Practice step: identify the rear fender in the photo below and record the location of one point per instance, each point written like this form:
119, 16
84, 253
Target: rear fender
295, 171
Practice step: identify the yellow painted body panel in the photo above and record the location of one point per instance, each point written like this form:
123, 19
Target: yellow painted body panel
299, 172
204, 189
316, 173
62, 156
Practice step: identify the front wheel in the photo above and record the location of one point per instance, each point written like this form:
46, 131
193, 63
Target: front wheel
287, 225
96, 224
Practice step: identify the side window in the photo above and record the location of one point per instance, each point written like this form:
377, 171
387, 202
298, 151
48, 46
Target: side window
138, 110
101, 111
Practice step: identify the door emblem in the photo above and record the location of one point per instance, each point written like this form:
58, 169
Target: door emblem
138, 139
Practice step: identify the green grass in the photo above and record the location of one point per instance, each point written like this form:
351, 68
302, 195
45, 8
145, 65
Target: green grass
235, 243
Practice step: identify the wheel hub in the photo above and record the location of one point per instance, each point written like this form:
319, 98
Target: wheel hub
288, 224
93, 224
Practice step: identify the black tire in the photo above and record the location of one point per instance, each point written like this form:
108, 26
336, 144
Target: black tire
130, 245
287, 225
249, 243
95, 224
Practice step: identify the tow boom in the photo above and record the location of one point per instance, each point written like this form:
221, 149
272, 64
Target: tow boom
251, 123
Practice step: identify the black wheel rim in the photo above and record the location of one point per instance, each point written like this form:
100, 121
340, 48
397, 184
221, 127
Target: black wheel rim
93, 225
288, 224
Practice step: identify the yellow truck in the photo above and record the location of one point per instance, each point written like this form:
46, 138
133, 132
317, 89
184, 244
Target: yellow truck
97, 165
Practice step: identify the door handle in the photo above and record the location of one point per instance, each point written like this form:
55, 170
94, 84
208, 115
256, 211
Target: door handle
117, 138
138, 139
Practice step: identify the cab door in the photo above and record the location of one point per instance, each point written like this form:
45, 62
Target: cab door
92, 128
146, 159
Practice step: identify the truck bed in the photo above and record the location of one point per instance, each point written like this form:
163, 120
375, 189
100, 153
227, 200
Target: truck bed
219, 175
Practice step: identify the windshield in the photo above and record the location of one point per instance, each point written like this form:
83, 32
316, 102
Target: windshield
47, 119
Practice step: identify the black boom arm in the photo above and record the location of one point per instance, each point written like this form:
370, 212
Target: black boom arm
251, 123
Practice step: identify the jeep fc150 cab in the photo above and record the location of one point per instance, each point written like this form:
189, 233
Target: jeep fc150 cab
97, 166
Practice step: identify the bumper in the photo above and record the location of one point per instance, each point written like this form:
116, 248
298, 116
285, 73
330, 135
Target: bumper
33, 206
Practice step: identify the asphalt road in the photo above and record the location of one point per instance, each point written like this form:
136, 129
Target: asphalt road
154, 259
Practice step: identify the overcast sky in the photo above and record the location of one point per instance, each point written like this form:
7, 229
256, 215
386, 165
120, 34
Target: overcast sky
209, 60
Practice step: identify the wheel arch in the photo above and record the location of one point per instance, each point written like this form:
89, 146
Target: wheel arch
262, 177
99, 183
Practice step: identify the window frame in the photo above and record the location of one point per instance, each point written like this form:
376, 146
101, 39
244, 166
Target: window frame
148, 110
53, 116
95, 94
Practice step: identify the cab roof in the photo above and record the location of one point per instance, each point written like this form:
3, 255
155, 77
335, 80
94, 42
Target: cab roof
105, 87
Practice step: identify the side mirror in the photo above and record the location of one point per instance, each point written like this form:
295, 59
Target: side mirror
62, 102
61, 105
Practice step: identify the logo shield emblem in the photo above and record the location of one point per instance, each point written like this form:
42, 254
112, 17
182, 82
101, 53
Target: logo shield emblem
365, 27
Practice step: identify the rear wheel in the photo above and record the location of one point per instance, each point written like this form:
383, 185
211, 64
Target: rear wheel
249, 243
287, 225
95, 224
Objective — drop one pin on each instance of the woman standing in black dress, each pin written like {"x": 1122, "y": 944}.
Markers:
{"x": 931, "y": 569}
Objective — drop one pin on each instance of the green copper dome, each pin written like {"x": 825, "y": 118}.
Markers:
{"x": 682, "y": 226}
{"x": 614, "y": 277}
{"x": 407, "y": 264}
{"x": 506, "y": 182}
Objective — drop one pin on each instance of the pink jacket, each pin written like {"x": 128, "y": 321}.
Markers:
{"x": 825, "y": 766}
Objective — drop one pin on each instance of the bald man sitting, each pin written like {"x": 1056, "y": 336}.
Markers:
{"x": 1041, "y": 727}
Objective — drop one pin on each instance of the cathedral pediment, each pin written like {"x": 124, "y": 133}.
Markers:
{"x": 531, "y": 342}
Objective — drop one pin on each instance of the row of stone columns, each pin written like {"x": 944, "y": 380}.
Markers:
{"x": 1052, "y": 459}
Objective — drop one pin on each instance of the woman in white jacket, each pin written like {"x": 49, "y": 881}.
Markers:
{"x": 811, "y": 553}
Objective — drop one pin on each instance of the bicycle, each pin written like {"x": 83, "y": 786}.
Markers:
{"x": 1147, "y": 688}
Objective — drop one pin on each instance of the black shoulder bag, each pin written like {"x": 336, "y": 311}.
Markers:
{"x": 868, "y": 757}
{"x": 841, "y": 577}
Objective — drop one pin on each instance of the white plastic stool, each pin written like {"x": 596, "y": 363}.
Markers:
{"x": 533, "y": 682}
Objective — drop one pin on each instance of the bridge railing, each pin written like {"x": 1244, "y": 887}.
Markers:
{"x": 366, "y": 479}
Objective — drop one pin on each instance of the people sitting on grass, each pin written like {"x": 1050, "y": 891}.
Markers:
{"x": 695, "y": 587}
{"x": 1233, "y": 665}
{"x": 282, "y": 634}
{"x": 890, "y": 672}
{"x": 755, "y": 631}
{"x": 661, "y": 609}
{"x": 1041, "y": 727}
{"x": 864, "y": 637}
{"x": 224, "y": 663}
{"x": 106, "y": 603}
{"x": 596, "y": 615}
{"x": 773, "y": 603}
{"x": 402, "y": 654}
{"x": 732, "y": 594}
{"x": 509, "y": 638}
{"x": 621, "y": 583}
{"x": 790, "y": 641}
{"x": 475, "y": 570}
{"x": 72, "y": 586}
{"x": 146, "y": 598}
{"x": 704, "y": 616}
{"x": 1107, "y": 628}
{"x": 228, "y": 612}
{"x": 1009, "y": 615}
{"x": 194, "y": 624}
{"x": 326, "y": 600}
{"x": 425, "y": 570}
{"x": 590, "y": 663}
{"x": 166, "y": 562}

= = = =

Work request - Using the records above, find and show each line with the string "jacket".

Output for this task -
Objective — drop one pin on each instance of the pink jacket, each pin written like {"x": 128, "y": 321}.
Objective — drop one pin on each instance of the woman in white jacket, each pin written like {"x": 49, "y": 881}.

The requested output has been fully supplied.